(Task requirements) Beginning at the line with "Please spot the forest", output each line to the end of the listing below exactly, please.

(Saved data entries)
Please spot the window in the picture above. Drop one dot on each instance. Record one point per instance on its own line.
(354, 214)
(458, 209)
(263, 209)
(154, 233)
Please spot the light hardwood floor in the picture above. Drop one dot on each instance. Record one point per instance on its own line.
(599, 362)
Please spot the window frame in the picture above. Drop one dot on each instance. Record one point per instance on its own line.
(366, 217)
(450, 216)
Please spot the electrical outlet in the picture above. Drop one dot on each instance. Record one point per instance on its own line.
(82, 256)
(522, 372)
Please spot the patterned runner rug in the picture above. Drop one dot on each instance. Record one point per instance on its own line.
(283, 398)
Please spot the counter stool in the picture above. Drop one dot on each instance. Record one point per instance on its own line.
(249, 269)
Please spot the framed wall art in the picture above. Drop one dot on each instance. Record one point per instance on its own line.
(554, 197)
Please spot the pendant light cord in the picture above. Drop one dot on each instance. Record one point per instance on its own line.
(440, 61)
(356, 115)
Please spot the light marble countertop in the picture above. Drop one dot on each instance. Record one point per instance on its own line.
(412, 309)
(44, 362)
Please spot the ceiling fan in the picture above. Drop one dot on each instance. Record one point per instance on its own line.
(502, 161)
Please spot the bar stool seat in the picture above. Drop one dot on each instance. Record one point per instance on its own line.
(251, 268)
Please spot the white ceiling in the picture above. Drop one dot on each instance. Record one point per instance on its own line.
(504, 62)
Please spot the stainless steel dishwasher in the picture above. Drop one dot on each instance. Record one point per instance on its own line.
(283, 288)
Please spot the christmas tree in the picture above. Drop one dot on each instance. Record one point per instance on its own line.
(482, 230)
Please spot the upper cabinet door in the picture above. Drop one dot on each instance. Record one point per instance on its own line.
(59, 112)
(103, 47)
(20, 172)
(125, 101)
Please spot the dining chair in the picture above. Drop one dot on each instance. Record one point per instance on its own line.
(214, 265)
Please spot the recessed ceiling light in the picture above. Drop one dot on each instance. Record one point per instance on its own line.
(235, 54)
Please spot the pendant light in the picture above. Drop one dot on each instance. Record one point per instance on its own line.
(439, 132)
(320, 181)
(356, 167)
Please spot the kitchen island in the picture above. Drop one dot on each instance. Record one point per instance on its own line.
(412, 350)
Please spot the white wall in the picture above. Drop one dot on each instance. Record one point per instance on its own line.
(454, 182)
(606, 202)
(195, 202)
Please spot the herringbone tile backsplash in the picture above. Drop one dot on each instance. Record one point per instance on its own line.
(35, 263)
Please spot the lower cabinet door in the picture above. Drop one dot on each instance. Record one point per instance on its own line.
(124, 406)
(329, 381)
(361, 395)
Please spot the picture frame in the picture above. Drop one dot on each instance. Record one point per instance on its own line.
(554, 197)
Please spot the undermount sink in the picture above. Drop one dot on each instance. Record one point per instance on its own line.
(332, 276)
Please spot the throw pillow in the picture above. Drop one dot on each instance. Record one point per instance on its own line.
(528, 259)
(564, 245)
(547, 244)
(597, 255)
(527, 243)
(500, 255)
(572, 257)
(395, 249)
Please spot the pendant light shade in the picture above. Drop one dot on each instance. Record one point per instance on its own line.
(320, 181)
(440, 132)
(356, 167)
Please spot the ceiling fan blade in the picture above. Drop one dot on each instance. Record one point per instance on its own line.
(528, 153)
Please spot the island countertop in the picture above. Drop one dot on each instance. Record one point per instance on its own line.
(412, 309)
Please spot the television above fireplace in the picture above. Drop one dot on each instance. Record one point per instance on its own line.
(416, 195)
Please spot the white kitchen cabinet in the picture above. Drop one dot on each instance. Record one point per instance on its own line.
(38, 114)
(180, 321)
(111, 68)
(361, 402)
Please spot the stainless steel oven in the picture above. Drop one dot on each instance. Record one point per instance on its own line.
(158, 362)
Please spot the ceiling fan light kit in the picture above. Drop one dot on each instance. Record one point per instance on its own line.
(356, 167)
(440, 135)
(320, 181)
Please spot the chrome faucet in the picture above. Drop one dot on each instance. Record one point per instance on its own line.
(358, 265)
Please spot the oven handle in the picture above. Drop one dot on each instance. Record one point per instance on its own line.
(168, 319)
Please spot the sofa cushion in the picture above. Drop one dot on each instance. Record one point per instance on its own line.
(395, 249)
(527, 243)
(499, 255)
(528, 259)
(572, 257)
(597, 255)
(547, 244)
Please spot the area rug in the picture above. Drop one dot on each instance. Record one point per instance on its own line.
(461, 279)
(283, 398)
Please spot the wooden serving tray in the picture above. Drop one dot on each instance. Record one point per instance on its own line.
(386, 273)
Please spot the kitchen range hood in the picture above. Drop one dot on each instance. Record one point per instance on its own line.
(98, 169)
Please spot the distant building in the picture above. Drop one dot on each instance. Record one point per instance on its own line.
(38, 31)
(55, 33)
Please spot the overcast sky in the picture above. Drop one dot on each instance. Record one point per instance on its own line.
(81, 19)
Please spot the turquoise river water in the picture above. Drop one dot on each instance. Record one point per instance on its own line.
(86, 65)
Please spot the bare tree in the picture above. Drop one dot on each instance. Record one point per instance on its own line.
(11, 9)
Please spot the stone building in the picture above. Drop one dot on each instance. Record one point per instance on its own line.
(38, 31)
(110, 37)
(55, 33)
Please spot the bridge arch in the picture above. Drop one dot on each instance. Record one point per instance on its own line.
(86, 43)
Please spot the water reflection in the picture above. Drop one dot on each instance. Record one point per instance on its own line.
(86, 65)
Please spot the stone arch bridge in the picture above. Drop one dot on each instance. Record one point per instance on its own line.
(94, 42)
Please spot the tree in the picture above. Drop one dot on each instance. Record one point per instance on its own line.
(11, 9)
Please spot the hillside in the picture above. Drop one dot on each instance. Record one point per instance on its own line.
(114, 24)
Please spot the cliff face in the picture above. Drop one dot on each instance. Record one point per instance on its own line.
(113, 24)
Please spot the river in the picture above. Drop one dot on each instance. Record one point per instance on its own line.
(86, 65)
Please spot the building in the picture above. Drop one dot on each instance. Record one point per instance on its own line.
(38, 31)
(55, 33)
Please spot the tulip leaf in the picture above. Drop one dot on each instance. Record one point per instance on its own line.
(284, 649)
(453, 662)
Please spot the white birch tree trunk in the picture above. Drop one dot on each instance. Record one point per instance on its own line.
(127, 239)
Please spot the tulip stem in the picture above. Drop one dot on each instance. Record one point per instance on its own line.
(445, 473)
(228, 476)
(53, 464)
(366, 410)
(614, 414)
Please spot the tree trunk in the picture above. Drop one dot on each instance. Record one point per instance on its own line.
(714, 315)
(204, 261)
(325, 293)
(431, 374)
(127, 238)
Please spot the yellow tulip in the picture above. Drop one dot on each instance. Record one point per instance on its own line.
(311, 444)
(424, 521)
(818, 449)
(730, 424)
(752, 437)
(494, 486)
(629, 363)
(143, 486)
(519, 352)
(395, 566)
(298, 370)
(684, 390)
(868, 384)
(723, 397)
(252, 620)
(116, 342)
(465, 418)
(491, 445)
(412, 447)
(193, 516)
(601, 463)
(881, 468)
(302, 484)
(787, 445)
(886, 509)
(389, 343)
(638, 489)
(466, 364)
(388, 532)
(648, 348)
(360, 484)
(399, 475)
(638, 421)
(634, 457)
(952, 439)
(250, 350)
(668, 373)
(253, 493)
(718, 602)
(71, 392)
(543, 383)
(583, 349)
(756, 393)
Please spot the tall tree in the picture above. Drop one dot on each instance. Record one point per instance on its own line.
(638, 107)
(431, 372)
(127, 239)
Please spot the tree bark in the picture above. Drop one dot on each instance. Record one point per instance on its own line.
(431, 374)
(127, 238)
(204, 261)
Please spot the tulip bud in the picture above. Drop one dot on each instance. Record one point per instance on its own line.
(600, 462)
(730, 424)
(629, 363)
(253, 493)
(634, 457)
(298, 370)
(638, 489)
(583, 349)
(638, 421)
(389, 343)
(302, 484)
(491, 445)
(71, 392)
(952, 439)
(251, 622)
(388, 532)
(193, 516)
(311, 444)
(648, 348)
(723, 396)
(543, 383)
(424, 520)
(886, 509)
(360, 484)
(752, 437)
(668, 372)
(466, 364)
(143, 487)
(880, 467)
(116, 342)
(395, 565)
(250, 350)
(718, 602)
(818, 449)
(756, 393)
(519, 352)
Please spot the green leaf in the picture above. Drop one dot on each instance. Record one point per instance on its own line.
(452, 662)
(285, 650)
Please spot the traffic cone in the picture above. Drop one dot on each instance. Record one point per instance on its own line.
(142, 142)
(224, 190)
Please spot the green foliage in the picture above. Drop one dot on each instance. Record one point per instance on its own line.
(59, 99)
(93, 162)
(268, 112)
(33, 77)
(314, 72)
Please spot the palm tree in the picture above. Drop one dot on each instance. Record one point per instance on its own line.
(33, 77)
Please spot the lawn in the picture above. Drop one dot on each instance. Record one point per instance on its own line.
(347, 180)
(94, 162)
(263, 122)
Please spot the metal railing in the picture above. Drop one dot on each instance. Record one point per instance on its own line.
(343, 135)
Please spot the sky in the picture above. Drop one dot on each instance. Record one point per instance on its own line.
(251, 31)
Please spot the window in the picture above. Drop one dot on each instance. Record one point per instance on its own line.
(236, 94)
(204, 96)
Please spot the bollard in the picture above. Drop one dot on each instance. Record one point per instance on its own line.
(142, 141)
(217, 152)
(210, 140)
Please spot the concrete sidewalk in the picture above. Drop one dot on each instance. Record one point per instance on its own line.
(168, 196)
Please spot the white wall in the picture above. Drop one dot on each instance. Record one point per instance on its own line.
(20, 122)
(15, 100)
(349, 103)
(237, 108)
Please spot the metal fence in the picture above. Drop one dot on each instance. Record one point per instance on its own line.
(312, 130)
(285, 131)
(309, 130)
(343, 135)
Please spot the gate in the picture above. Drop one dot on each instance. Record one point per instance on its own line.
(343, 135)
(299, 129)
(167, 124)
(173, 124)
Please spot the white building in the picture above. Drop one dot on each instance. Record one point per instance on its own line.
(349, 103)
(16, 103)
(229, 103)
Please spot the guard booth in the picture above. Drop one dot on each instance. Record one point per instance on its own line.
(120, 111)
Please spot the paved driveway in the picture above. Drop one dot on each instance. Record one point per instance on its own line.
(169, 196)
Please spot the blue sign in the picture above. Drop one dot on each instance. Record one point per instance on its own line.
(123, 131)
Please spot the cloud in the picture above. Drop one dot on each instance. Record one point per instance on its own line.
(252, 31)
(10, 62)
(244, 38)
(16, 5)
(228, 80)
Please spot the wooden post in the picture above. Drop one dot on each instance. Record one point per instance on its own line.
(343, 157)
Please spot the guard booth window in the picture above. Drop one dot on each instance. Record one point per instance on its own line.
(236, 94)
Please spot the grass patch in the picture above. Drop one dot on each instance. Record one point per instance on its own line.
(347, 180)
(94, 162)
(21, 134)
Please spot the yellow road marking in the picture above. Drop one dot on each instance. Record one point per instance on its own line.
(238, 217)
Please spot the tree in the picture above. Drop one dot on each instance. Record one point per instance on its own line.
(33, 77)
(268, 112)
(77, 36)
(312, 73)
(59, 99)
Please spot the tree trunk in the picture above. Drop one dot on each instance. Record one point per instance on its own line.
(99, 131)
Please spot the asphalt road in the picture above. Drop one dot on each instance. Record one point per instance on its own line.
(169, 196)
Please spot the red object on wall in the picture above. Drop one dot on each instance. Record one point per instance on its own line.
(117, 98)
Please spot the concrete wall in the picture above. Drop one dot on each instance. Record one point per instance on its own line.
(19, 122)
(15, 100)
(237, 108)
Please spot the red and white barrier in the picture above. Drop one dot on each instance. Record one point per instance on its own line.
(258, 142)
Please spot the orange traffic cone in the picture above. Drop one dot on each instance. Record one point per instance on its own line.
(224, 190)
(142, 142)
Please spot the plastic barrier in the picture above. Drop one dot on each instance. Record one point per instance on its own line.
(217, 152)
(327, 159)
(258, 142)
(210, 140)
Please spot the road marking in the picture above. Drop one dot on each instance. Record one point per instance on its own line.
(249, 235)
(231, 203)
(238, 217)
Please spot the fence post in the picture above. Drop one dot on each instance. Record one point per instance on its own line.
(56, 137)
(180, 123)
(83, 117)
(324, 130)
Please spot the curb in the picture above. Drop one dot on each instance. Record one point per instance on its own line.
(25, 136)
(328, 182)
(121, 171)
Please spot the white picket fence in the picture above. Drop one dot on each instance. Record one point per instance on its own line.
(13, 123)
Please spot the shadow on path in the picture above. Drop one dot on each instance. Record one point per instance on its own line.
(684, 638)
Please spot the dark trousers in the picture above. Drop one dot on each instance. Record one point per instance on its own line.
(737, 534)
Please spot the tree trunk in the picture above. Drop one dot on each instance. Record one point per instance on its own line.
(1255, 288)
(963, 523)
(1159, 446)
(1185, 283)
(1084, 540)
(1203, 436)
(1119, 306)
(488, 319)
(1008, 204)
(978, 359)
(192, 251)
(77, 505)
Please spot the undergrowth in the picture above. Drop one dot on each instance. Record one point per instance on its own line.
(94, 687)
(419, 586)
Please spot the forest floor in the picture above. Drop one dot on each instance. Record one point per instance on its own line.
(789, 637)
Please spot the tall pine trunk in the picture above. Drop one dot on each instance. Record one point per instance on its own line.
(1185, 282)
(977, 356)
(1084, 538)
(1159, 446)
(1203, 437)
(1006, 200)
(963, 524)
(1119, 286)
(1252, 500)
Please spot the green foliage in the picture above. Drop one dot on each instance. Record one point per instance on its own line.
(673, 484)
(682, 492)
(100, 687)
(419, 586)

(Task response)
Please spot the forest floor in the picture above. Drop one dot on each instance. Record one point per instance on its own line.
(789, 637)
Please spot the tall pine trunk in the picture above. Drop one dot on each instance. Record one point per instance on its own line.
(1185, 282)
(977, 356)
(1084, 538)
(1159, 446)
(1203, 437)
(1006, 200)
(963, 524)
(1119, 286)
(1252, 500)
Please spot the green foliage in the picture above. Drop one dot on each instance. Record one point per instance on its own line.
(673, 484)
(682, 492)
(100, 687)
(419, 586)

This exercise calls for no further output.